* Stated goal 1: In the article on crypto firms decentralizing AI infrastructure, who leads the framework behind the Think Agent Standard?
* Stated goal 2: Continue the article on crypto firms decentralizing AI infrastructure from its final sentence.

* Excerpted passage:
+ + + +

Over 70 Crypto Firms Now Unite to Decentralise AI Infrastructure

More than seventy blockchain and Web3 companies have pledged support for a new open-source framework aimed at breaking what its creators describe as Big Tech’s stranglehold on artificial-intelligence infrastructure. The initiative, unveiled on 3 May, centres on the “Think Agent Standard”, a protocol that lets autonomous AI agents transact and interact across multiple blockchains, giving developers GPU access without relying on the proprietary clouds of Google, Microsoft or Amazon.

How the standard works and who is backing it

Led by Thinkagents.ai in partnership with the Independent AI Institute, the framework treats each agent as a sovereign digital entity, complete with wallet, memory and on-chain identity. Early adopters include gaming powerhouse Yuga Labs, NFT marketplace Magic Eden, layer-2 network Arbitrum and infrastructure specialist Alchemy.

The crypto push lands as regulators intensify scrutiny of Big Tech’s AI ambitions. In Washington, the US Department of Justice is pressing for remedies that could force Google to shed its Chrome browser and share search data, warning the company might otherwise leverage generative AI to entrench existing monopolies. Google denies wrongdoing and says such measures would undermine user privacy, but the trial underscores policymakers’ concerns that dominance in cloud hardware and data could spill into AI services.

Global regulators are Worried about AI concentration

Across the Atlantic, Britain’s Competition and Markets Authority has likewise signalled it will move early to prevent tech giants from cornering the AI market, including by scrutinising investments in start-ups that provide scarce compute resources. The watchdog argues that pre-emptive action is needed to avoid repeating the social-media consolidation of the 2010s. Such warnings resonate with decentralisation advocates, who say blockchain-based standards can keep control of data and identity in users’ hands rather than in a handful of hyperscale data centres.

+ + + +

Named-object pointing data:

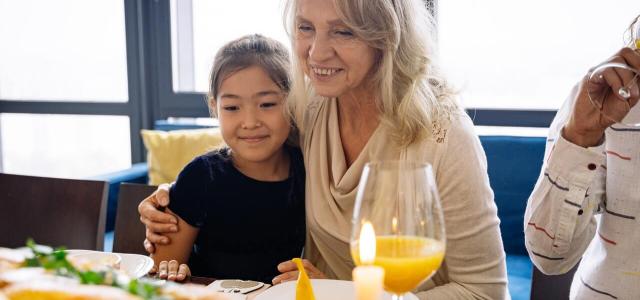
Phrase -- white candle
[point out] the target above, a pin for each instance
(368, 279)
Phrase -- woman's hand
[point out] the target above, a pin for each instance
(156, 221)
(172, 271)
(586, 125)
(289, 271)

+ + + +

* Task response 1: Thinkagents.ai leads it, in partnership with the Independent AI Institute.

* Task response 2:
Yet hurdles abound. Even with pooled resources, the alliance must still procure vast compute capacity to rival Big Tech’s custom AI chips. Analysts note that open models have historically lagged behind proprietary ones on raw performance, and that decentralised GPU networks have struggled with latency and reliability. Regulators may also demand additional privacy guarantees once personal agents start handling sensitive data. Observers caution that without clear accountability structures, a permissionless AI network could as easily magnify harms, such as disinformation or fraud, as it does innovation.

Conclusion

The Think Agent Standard represents the boldest attempt yet by the crypto sector to build a decentralised alternative to cloud-based AI, pooling the expertise of more than seventy firms to create a shared rail for autonomous agents. Its champions argue that open protocols, cryptographic ownership and distributed computing can give users genuine control over their digital intelligence. Sceptics counter that Big Tech’s lead in capital, semiconductors and research talent remains formidable, and that decentralised systems bring their own governance and security risks. Whether the movement will redraw the AI landscape or dovetail into existing power structures now depends on sustained developer uptake, real-world performance and the evolving stance of global competition authorities.